Image location labeling entries
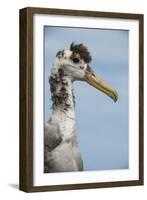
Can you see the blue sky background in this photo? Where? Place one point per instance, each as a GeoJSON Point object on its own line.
{"type": "Point", "coordinates": [102, 125]}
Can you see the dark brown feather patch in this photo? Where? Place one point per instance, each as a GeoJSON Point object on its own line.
{"type": "Point", "coordinates": [81, 50]}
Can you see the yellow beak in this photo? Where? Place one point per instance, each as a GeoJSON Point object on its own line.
{"type": "Point", "coordinates": [99, 84]}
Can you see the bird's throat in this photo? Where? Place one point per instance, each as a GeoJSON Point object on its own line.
{"type": "Point", "coordinates": [63, 104]}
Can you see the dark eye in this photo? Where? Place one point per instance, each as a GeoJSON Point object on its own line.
{"type": "Point", "coordinates": [76, 60]}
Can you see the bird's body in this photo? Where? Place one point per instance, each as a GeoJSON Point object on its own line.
{"type": "Point", "coordinates": [61, 151]}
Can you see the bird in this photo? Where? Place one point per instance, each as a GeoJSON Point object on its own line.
{"type": "Point", "coordinates": [61, 149]}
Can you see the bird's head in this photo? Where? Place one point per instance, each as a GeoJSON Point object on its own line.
{"type": "Point", "coordinates": [74, 63]}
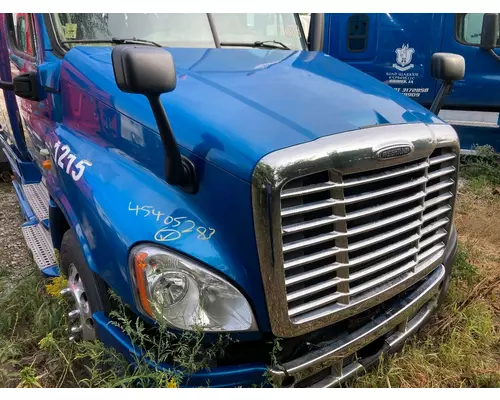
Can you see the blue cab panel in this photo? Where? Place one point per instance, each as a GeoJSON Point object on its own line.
{"type": "Point", "coordinates": [397, 48]}
{"type": "Point", "coordinates": [97, 152]}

> **Exercise directions**
Please copy the part of the rows that opens with the line containing "Can you see the bird in" and closes with the last row, requests included, and shift every coordinate in the answers by -19. Leave the pictures out of the answer.

> **Solution for this exercise**
Can you see the bird in this photo? Where? Place one point per instance, each as a GeoJSON Point object on its own line.
{"type": "Point", "coordinates": [42, 130]}
Can you see the bird's head in this photo? Where? Place one point per instance, each as a GeoJSON Point object on its own line.
{"type": "Point", "coordinates": [55, 44]}
Can you see the blue cab panel in this photo? Where? Place one point per instance, each as a GeoJSON Point object on its own line.
{"type": "Point", "coordinates": [378, 29]}
{"type": "Point", "coordinates": [78, 133]}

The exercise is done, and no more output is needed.